**Tugas yang Dikerjakan**
- A) Jawab pertanyaan berikut berdasarkan teks tentang pariwisata Raja Ampat:
(i) Pada tahun berapa pariwisata di Raja Ampat baru mulai dikenal?
(ii) Apa nama wadah yang dibentuk sekelompok pemuda di Selat Dampier pada 2012?
(iii) Berapa penghasilan dari turis yang menginap di homestay pada awal tahun berdirinya wadah itu?
- B) Berikan lanjutan teks tentang pariwisata Raja Ampat, dimulai setelah kalimat terakhirnya.

**Teks Sumber**
----------------
Ketika pariwisata di Raja Ampat, Papua Barat, baru mulai dikenal pada 2003, umumnya turis mancanegara memesan paket wisata diving ke resor-resor di Selat Dampier yang dikelola oleh pendatang bekerja sama dengan penduduk lokal. Wisatawan menyelam untuk mencari wobegong, hiu berjalan (Hemiscyllium freycinetti), kuda laut mini (Hippocampus spp), dan ikan pari manta (Manta birostris). Selain itu, banyak turis ingin melihat tarian burung cenderawasih di hutan alam Kampung Sapokren. Sampai 2010, makin banyak resor dikelola oleh orang dari luar Papua. Keterbatasan pengelolaan sumber daya alam oleh masyarakat lokal menjadi tantangan tersendiri. Kondisi ini menyebabkan masyarakat asli di wilayah ini hanya menjadi penonton di tanah sendiri.
Pada 2012, atas kesadaran masyarakat, sekelompok pemuda di Selat Dampier membentuk Asosiasi Homestay. Asosiasi ini ingin meningkatkan taraf perekonomian masyarakat, dengan memberikan ruang bersama untuk berdiskusi mengenai usaha dan kehidupan masyarakat lokal. Kristian Sauyai, koordinator Asosiasi, mengatakan, “Puji Tuhan, para pemuda kampung seakan-akan mendapat siraman air dingin ke muka mereka sehingga segera sadar untuk membangun homestay di kampungnya masing-masing.” Dengan pengelolaan secara profesional, saat ini pemesanan homestay oleh para turis dapat dilakukan melalui online di website stayrajaampat.com. Pada awal tahun berdirinya asosiasi, penghasilan dari turis yang menginap di homestay hanya berkisar Rp20–30 juta per tahun. “Dengan pemasaran online, penghasilan menjadi jauh lebih meningkat,” kata Kristian.
----------------
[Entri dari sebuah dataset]

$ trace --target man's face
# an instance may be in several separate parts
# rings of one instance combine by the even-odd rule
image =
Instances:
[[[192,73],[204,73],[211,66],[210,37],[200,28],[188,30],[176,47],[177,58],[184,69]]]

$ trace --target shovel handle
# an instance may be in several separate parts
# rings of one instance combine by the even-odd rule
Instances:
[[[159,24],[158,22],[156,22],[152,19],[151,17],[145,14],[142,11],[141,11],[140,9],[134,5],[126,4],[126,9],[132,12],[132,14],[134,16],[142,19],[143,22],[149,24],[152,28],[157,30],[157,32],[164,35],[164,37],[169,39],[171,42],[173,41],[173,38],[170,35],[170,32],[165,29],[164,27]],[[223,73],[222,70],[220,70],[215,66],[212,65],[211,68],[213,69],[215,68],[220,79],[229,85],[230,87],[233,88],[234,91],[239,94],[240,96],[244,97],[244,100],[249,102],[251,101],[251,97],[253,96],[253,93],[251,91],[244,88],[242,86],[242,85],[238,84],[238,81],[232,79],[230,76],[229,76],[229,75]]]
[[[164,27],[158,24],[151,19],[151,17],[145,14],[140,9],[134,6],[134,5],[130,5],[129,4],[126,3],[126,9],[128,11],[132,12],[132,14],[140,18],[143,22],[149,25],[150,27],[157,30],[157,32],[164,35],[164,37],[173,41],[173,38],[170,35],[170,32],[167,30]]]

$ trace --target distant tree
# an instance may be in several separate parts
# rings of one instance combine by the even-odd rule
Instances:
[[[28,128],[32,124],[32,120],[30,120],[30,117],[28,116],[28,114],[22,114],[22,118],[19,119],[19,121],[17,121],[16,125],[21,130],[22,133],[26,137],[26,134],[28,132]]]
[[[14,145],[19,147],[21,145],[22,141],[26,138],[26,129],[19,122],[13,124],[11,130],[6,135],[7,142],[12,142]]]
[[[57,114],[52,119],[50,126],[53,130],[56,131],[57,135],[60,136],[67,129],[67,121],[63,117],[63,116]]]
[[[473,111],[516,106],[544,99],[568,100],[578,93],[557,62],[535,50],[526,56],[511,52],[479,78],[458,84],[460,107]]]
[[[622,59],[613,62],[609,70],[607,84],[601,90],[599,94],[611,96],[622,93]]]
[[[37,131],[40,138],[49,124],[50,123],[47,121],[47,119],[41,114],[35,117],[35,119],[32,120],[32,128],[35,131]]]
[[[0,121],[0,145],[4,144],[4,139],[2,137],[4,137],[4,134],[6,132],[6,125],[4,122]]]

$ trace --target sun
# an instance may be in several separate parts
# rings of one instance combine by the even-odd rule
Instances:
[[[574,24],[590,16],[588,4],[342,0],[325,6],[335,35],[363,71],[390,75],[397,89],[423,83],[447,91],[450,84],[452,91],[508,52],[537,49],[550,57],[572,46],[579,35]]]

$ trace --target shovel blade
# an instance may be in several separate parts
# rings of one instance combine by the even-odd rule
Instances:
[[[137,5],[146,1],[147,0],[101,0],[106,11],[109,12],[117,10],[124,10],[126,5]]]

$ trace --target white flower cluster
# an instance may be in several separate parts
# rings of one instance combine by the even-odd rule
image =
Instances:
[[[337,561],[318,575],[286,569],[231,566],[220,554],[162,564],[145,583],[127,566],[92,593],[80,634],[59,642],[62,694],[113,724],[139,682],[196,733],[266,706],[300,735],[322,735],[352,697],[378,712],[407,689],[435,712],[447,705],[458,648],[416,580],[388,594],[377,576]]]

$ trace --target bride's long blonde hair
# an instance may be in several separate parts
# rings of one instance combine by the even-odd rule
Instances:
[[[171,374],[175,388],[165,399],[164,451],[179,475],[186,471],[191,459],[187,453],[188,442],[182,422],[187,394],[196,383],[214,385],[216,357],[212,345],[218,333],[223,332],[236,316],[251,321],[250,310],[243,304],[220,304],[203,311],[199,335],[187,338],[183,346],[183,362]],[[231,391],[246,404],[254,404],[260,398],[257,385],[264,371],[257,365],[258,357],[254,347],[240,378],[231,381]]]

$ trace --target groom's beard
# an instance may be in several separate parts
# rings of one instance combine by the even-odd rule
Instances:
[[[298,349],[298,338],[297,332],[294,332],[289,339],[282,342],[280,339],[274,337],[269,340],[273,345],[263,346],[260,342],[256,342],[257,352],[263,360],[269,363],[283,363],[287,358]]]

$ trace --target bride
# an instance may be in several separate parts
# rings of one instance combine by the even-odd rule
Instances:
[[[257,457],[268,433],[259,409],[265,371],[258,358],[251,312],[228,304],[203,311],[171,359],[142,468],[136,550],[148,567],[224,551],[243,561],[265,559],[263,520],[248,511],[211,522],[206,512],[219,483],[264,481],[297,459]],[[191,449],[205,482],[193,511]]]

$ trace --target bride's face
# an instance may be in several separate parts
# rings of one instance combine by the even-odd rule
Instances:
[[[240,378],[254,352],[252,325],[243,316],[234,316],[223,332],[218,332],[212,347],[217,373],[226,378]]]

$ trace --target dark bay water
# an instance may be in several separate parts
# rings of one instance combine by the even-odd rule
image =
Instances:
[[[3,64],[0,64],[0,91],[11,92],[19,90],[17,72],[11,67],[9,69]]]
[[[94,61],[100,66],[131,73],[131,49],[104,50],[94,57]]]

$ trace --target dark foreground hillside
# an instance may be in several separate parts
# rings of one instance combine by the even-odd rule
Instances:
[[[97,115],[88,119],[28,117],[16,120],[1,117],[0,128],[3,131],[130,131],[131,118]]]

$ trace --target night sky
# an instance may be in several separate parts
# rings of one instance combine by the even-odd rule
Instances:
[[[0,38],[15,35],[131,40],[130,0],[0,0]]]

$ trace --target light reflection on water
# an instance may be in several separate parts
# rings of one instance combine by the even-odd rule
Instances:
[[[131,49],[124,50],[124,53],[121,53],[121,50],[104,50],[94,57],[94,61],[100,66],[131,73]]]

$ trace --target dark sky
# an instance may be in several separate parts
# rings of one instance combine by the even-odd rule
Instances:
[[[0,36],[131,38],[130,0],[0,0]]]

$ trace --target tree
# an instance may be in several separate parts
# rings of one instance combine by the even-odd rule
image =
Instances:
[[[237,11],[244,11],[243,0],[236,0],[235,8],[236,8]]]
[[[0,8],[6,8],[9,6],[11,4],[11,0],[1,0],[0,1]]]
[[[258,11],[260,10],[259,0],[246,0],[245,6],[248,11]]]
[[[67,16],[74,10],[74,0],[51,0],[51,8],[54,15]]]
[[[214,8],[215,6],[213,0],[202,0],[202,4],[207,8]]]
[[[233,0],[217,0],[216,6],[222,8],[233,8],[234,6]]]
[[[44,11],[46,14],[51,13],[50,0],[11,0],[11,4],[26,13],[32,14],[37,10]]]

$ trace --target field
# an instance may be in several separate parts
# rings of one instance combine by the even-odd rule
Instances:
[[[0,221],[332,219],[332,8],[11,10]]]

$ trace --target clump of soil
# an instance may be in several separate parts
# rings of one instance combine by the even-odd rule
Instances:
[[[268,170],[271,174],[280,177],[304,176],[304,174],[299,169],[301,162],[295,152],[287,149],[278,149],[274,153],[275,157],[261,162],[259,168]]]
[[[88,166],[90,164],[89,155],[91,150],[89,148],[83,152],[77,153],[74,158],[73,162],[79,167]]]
----------------
**Hasil Latihan**
- A)
(i) 2003
(ii) Asosiasi Homestay
(iii) Rp20–30 juta per tahun

- B)
Sampai saat ini, Asosiasi Homestay memiliki 150 unit homestay yang tersebar di 10 kampung di Pulau Waigeo, Batanta, dan Misool. Melalui langkah konkret, Yayasan EcoNusa bekerja sama dengan Asosiasi menyusun rencana tahunan bersama termasuk di dalamnya program pelatihan pengelolaan layanan homestay.
Penghasilan Asosiasi Homestay kini sudah jauh lebih baik. Pemesanan turis dengan uang muka (down payment) saja mencapai Rp 1 milyar per bulan. Namun biaya operasional juga tinggi, karena bisa menghabiskan sekitar Rp 600 juta dalam dua minggu. “Tapi untuk pelatihan-pelatihan kami sudah siap sharing pendanaan untuk pelatihan manajemen Homestay yang direncanakan pada 4 – 6 April 2020 di Kampung Saporkren,” kata Kristian.
Dengan keadaan yang dirasakan saat ini, masyarakat semakin semangat untuk menjaga laut dan hutan di wilayah Selat Dampier dan di tempat lain di sekeliling homestay mereka. Menurut Marcel Mambrasar, Dive Master di Kampung Arborek yang kesehariannya melayani tamu homestay, mengatakan bahwa ekosistem karang di sekitar kampungnya semakin sehat. Bahkan telah dilakukan upaya rehabilitasi karang di tempat-tempat yang memliliki potensi kerusakan tinggi, sekaligus melatih pemuda untuk melestarikan lingkungan. “Ini sangat penting, pace. Kalau tong punya karang rusak, tidak ada turis yang mau datang ke tong punya tempat,” tegas Marcel.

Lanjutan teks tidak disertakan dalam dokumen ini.